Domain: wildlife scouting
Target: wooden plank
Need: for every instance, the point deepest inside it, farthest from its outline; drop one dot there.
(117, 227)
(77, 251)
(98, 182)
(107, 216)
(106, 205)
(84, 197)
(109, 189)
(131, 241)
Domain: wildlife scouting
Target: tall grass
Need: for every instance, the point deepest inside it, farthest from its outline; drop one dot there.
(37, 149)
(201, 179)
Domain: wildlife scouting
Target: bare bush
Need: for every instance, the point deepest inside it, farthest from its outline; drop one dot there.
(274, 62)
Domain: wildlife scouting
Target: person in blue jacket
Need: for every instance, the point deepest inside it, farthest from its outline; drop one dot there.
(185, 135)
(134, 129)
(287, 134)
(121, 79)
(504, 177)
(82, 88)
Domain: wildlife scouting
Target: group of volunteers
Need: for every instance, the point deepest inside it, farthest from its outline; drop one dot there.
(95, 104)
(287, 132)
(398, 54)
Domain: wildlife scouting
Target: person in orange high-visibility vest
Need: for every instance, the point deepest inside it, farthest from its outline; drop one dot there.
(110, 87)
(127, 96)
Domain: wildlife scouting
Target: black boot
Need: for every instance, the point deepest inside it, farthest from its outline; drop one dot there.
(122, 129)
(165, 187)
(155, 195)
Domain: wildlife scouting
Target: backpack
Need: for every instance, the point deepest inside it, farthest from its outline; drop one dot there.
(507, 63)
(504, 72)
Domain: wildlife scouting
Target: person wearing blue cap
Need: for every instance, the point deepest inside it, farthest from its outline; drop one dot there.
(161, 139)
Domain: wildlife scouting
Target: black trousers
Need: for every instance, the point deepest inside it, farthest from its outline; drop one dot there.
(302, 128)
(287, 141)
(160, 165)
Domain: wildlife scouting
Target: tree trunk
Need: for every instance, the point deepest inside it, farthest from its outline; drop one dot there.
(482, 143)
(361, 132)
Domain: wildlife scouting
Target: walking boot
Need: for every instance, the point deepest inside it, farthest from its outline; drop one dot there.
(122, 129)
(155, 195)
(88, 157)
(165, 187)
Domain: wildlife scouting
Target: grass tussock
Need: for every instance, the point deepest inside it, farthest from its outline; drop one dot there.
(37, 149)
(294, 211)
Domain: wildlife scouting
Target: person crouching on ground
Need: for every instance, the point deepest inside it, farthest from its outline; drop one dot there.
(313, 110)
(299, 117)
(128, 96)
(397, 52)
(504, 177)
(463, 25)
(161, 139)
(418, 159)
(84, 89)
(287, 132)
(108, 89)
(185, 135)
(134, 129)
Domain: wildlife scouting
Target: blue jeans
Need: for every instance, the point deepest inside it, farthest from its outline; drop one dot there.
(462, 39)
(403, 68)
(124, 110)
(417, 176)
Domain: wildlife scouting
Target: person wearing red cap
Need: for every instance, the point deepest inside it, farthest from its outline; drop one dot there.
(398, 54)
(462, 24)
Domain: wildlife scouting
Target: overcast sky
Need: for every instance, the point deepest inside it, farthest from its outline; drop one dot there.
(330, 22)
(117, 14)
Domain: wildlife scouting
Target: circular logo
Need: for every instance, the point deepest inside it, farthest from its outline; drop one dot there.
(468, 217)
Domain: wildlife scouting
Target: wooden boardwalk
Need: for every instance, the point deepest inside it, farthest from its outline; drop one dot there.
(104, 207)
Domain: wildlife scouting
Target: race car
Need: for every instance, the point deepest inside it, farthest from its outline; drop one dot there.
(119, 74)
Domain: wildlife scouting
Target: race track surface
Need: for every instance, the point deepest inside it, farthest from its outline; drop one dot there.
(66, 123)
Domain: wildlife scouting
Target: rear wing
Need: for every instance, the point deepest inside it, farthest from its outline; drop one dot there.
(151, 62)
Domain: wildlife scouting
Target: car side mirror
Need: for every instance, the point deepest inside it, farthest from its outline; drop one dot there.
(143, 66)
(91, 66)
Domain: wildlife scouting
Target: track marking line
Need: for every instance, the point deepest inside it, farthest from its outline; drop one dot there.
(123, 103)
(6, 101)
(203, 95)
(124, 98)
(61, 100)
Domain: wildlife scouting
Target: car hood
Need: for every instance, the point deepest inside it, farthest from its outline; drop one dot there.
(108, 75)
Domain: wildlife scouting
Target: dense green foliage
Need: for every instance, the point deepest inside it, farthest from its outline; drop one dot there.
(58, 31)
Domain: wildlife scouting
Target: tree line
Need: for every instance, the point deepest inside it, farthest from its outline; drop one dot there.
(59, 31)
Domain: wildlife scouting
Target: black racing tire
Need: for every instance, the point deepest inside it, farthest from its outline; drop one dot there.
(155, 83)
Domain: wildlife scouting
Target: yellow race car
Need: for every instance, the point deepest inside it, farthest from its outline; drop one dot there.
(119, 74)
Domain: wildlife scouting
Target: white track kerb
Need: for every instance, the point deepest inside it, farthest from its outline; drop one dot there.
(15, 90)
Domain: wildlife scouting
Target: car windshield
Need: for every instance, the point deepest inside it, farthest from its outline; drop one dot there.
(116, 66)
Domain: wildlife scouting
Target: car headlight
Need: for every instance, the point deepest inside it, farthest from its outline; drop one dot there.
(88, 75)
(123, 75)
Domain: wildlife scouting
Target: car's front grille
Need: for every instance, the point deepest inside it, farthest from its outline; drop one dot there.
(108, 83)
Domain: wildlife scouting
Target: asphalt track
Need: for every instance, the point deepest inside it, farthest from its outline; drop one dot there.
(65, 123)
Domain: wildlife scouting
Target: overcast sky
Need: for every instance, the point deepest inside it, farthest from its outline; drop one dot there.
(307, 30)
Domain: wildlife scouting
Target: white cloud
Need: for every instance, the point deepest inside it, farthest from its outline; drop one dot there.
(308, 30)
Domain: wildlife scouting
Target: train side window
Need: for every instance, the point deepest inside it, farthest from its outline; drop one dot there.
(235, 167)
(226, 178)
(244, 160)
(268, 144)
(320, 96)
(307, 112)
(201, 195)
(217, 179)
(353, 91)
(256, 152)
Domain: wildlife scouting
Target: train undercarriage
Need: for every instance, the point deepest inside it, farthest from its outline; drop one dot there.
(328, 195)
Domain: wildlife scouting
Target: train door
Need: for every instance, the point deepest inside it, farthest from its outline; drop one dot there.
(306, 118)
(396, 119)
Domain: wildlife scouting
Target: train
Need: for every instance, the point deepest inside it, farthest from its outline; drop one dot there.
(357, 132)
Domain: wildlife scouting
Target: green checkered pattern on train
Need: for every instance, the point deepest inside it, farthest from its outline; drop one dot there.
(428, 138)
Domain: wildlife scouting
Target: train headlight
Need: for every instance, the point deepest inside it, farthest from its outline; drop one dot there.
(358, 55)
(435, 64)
----------------
Your task is to transcribe the material exactly.

Domain: wildlife scouting
Target: wooden plank
Need: for every instance, the point deepest inside it, farthest from its outline; drop one dot there.
(117, 227)
(77, 251)
(98, 182)
(107, 216)
(106, 205)
(84, 197)
(109, 189)
(131, 241)
Domain: wildlife scouting
Target: tall grass
Need: for every instance, the point deepest inside it, farthest from its outline; drop one dot there.
(37, 149)
(201, 179)
Domain: wildlife scouting
Target: bare bush
Need: for every instance, the point deepest inside it, farthest from its outline; drop one dot there.
(274, 62)
Domain: wildlife scouting
Target: person in blue jacket
Need: for every instance, the point deepest inside it, farthest from its outline; drop one dot there.
(185, 135)
(134, 129)
(287, 134)
(121, 79)
(504, 177)
(82, 88)
Domain: wildlife scouting
Target: group of volunteers
Need: for every instance, the point deepest inside it, farthest from its outline; drop one dot there.
(95, 104)
(287, 132)
(398, 54)
Domain: wildlife scouting
Target: person in orange high-visibility vest
Need: for every instance, the point deepest inside it, farthest from its outline; drop one dot there.
(110, 87)
(127, 96)
Domain: wildlife scouting
Target: black boot
Need: for every instance, the point deepest inside it, farthest from its outline; drop one dot there.
(122, 129)
(165, 187)
(155, 195)
Domain: wildlife scouting
Target: backpack
Need: for every instance, the point deepest inside it, farthest from its outline; drop one dot there.
(507, 63)
(504, 72)
Domain: wildlife scouting
Target: person wearing blue cap
Need: for every instance, the point deepest inside it, farthest from its outline; drop one dot there.
(161, 139)
Domain: wildlife scouting
Target: black trousers
Need: for every instance, the point deepest inside it, farthest from its outline; drop one dot there.
(302, 128)
(287, 141)
(160, 165)
Domain: wildlife scouting
Target: tree trunk
Need: for every instance, the point deepest inside it, farthest from its outline; drop one dot there.
(482, 143)
(361, 132)
Domain: wildlife scouting
Target: walking boot
Need: for every instance, the point deepest inside it, farthest from its outline; drop one dot there.
(122, 129)
(155, 195)
(88, 157)
(165, 187)
Domain: wildlife scouting
Target: grass tussock
Need: for every instance, the point deepest inside it, farthest from its outline; drop one dot there.
(37, 149)
(294, 211)
Domain: wildlife scouting
Target: person crouching on ground
Need: for every instance, the point deepest inside it, farthest from its outline; drop one dot there.
(313, 110)
(299, 117)
(128, 96)
(397, 52)
(504, 177)
(463, 25)
(161, 139)
(418, 159)
(84, 89)
(287, 132)
(108, 89)
(185, 135)
(134, 129)
Domain: wildlife scouting
Target: blue jeans
Need: for every instance, the point deepest inside it, farthest from its outline; drop one dot there.
(462, 39)
(403, 68)
(124, 110)
(417, 176)
Domain: wildlife scouting
Target: person wearing red cap
Need: for every instance, the point deepest inside it, farthest from its outline; drop one dot there.
(398, 54)
(462, 24)
Domain: wildlife scouting
Target: overcast sky
Need: for every instance, the point deepest inside it, farthest from its outline; drop one dot there.
(330, 22)
(117, 14)
Domain: wildlife scouting
Target: circular logo
Need: for every instance, the point deepest inside it, farthest from its outline; drop one dot there.
(468, 217)
Domain: wildlife scouting
Target: wooden boardwalk
Need: for every instance, the point deepest inside it, farthest from its outline; drop one dot there.
(104, 207)
Domain: wildlife scouting
Target: race car
Need: for every instance, the point deepest inside it, farthest from its outline; drop one dot there.
(119, 74)
Domain: wildlife scouting
Target: race track surface
Need: for every instance, the point deepest inside it, farthest from its outline; drop one dot there.
(66, 123)
Domain: wildlife scouting
Target: rear wing
Need: for every instance, the point deepest inside it, farthest from its outline; drop one dot there.
(151, 62)
Domain: wildlife scouting
Target: car side mirror
Need: for every instance, the point deepest inside it, farthest from its outline; drop one dot there.
(143, 66)
(91, 66)
Domain: wildlife scouting
Target: track marking line
Need: for every instance, the point deepest inside it, farthest from its outline; drop one dot there.
(123, 103)
(6, 101)
(203, 95)
(124, 98)
(61, 100)
Domain: wildlife scouting
Target: car hood
Need: for every instance, the point deepest inside it, farthest from its outline; drop one dot there.
(108, 75)
Domain: wildlife scouting
Target: dense green foliage
Need: for every instance, the point deepest inside it, farthest from its outline; drop one dot there.
(58, 31)
Domain: wildlife scouting
Target: tree line
Need: for every instance, the point deepest inside it, farthest from its outline; drop one dot there.
(59, 31)
Domain: wildlife scouting
Target: black racing tire
Need: for every instance, the point deepest inside it, farthest from its outline; drop one dot there.
(155, 83)
Domain: wildlife scouting
Target: yellow race car
Need: for every instance, the point deepest inside it, farthest from its outline; drop one dot there.
(119, 74)
Domain: wildlife scouting
Target: white track kerb
Need: for every instance, the point deepest inside it, farthest from its outline; drop one dot there.
(15, 90)
Domain: wildlife scouting
Target: car windshield
Need: for every instance, the point deepest inside it, farthest from its outline; drop one dot there.
(116, 66)
Domain: wildlife scouting
Target: car headlight
Need: for every instance, the point deepest inside it, farthest from its outline; drop one dot there.
(88, 75)
(123, 75)
Domain: wildlife scouting
Target: car's front grille
Need: for every instance, the point deepest inside it, farthest from its outline; drop one dot there.
(108, 83)
Domain: wildlife scouting
Target: asphalt track
Need: for every instance, the point deepest inside it, farthest from its outline; drop one dot there.
(65, 123)
Domain: wildlife scouting
Target: overcast sky
Need: for every instance, the point deepest inside it, farthest from its outline; drop one dot there.
(307, 30)
Domain: wildlife scouting
Target: white cloud
Need: for every instance, the point deepest inside it, farthest from its outline; drop one dot there.
(308, 30)
Domain: wildlife scouting
Target: train side window
Need: for every instance, the point deepest inside it, farthest from its outline; drop one dot there.
(235, 167)
(226, 178)
(244, 160)
(268, 144)
(320, 96)
(307, 112)
(201, 195)
(217, 179)
(353, 91)
(256, 152)
Domain: wildlife scouting
Target: train undercarriage
Need: for every instance, the point deepest inside it, farthest from its outline; drop one dot there.
(328, 195)
Domain: wildlife scouting
Target: train door
Need: for every instance, the point deepest inside it, farthest from its outline; drop one dot there.
(306, 118)
(396, 119)
Domain: wildlife scouting
Target: train
Need: for every instance, the point deepest inside it, farthest from its outline; drop one dot there.
(357, 132)
Domain: wildlife scouting
Target: green checkered pattern on train
Need: for every instance, the point deepest inside it, farthest from its outline; drop one dot there.
(428, 138)
Domain: wildlife scouting
Target: train headlight
Need: for every instance, the point deepest inside it, farthest from its outline; drop one dot there.
(358, 55)
(435, 64)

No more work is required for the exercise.